## Input records:
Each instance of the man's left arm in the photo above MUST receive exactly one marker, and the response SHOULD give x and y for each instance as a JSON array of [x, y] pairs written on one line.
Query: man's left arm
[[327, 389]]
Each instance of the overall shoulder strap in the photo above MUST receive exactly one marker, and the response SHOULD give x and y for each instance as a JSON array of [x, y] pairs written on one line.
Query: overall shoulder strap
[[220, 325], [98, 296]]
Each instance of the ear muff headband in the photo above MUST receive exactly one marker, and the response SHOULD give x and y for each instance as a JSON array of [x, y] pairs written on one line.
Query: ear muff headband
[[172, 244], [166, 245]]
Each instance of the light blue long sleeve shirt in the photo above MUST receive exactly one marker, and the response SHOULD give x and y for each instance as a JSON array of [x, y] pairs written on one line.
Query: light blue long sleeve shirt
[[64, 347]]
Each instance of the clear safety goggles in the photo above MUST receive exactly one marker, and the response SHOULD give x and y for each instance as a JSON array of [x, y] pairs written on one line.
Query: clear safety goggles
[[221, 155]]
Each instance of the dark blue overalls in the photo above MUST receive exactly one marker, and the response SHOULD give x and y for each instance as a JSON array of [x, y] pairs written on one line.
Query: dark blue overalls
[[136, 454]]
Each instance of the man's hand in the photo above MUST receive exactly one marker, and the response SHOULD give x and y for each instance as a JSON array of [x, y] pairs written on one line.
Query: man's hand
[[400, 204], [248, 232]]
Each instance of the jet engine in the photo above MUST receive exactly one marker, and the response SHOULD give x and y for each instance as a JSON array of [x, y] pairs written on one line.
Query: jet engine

## Objective:
Can you reproduce all of the data above word for word, changing nothing?

## Task response:
Each instance of the man's left arm in the photo above MUST receive exactly one marker, and the response SHOULD give x and y for each instance as a JSON array of [x, y] pairs written on one line.
Query: man's left arm
[[327, 389]]
Each instance of the overall shoulder strap in the photo above MUST receive exactly one marker, and the response SHOULD give x and y for each instance as a JSON array of [x, y] pairs written on one line.
Query: overall shoulder strap
[[220, 325], [98, 296]]
Each instance of the ear muff headband in the photo above MUST receive exactly one marker, and the response SHOULD give x and y for each instance as a JSON array of [x, y] pairs written on one line.
Query: ear muff headband
[[172, 244], [166, 245]]
Each instance of the light blue long sleeve shirt in the photo above MUST receive exactly one marker, and the response SHOULD give x and y for each instance as a JSON array of [x, y] pairs written on one line.
Query: light blue long sleeve shirt
[[64, 347]]
Each instance of the clear safety goggles in the photo above MUST receive exactly one marker, and the response SHOULD give x and y for each instance as a JSON array of [x, y] pairs written on one line.
Query: clear safety goggles
[[221, 155]]
Each instance of the dark blue overalls in the photo above MUST receive exactly one marker, and the response SHOULD give x and y for each instance as a JSON array of [x, y] pairs written on one line.
Query: dark blue overalls
[[136, 454]]
Each instance of the man's hand in the photo above MUST receive exactly one marker, and the response SHOULD give x and y for each instance as a JSON array of [x, y] pairs written on one line.
Query: man's hand
[[400, 204], [248, 232]]
Each instance of the jet engine in the photo above MUST receive exactly one marker, and the response SHOULD give x and y for each instance as a JSON array of [x, y] pairs written on one line.
Query: jet engine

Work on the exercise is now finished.